━━━━━ Exercise data

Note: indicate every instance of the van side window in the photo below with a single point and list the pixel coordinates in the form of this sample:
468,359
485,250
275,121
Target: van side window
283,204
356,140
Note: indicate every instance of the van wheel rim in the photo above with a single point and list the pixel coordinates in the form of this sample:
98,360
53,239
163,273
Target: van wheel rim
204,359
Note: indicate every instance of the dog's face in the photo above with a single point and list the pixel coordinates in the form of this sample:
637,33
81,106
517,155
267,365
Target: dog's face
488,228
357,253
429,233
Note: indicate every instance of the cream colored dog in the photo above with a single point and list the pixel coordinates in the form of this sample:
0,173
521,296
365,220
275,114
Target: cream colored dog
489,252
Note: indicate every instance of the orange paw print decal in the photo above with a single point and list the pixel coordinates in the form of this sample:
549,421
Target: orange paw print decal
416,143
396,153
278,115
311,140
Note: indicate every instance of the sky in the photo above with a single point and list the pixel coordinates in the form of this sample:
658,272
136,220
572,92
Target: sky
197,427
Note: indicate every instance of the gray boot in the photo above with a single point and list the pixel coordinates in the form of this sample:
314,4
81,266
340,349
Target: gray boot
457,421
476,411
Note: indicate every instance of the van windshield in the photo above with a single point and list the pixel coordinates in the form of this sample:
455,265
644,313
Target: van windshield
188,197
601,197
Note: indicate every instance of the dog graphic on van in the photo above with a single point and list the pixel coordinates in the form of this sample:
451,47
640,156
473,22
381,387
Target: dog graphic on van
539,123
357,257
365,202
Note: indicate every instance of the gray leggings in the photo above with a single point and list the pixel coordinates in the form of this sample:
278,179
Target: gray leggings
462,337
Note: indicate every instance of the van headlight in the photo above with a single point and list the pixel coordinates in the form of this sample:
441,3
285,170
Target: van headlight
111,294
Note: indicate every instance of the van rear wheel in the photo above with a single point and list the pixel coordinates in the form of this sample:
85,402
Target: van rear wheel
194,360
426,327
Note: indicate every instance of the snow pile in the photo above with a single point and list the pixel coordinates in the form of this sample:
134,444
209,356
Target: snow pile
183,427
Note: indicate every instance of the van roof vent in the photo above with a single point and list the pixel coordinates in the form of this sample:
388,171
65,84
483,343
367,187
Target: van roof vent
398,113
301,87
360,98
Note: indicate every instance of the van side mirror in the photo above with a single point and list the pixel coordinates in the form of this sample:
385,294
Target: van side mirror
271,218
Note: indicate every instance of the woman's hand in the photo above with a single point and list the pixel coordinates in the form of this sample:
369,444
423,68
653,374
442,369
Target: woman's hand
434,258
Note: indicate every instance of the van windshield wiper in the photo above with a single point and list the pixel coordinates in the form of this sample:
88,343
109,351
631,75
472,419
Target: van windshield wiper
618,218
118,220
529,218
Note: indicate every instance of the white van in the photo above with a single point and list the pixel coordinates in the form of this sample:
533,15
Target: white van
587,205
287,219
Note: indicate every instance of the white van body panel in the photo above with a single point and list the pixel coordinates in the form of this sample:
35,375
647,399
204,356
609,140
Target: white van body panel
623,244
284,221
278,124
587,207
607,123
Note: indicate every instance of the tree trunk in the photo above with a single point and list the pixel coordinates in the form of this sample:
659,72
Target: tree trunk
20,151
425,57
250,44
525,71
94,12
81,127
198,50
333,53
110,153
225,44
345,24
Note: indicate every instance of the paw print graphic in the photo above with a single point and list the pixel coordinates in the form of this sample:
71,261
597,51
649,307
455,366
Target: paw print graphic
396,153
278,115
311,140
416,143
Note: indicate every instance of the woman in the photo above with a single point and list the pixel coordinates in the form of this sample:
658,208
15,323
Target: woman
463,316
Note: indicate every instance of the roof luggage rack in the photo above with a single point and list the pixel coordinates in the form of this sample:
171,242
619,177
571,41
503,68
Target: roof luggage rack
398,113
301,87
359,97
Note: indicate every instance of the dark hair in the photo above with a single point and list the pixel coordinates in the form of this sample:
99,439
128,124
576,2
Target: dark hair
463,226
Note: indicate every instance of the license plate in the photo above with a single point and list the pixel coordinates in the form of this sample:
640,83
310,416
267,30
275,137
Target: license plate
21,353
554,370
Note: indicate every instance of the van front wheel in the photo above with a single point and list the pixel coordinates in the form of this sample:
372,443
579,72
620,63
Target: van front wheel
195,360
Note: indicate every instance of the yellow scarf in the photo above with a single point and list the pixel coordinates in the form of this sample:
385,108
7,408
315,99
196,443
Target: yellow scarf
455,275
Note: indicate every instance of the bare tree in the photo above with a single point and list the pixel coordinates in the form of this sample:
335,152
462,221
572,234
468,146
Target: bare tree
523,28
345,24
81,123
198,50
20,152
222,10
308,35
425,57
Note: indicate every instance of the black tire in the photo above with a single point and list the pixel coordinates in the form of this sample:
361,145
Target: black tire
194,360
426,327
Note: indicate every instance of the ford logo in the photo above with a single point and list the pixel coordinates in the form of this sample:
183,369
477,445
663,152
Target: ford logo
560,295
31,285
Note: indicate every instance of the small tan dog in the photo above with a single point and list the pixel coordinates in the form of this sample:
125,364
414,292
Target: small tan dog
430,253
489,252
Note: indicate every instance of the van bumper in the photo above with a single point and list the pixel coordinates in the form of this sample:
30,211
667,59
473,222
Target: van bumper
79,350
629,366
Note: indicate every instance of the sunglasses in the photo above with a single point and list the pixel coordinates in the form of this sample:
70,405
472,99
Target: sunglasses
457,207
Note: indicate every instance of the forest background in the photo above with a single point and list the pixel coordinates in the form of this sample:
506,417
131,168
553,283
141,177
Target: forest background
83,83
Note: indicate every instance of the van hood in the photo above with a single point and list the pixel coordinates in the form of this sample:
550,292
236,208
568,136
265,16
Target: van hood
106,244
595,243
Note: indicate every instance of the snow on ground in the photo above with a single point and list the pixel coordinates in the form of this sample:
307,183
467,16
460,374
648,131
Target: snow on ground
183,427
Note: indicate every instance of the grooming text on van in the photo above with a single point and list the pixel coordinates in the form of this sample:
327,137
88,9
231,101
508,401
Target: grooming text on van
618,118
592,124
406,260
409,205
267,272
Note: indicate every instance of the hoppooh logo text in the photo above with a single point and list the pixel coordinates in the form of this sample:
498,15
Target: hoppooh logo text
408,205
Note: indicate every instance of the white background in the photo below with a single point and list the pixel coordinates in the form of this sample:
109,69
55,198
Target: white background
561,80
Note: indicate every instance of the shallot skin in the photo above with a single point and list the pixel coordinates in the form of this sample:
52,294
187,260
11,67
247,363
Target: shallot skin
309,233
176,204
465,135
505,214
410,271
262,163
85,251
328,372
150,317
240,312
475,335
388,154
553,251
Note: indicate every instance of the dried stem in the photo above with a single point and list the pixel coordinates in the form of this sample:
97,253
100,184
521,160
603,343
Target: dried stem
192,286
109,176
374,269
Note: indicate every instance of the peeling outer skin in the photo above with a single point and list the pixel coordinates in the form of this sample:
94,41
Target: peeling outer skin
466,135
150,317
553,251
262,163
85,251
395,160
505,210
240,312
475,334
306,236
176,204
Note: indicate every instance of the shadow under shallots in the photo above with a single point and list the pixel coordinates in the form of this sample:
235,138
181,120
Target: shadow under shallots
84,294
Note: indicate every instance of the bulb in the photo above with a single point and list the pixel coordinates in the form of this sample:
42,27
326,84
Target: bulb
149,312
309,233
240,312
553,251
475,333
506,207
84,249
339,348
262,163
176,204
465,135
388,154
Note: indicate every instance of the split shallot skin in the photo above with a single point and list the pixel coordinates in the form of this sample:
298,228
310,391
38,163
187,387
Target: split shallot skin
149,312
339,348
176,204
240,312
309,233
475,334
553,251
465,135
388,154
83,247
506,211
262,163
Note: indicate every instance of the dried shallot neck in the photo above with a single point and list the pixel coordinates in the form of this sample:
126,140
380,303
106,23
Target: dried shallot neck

━━━━━━━━━━

### Work to complete
Lines containing the string "below" are the ones to copy from the entries above.

### Result
Note: indicate every instance of the van side window in the photo below with a single point and list the pixel coordinates in the form of this sample:
Note: indicate every instance of the white background in the photo below with a single point and list the pixel coordinates in the form of this sample:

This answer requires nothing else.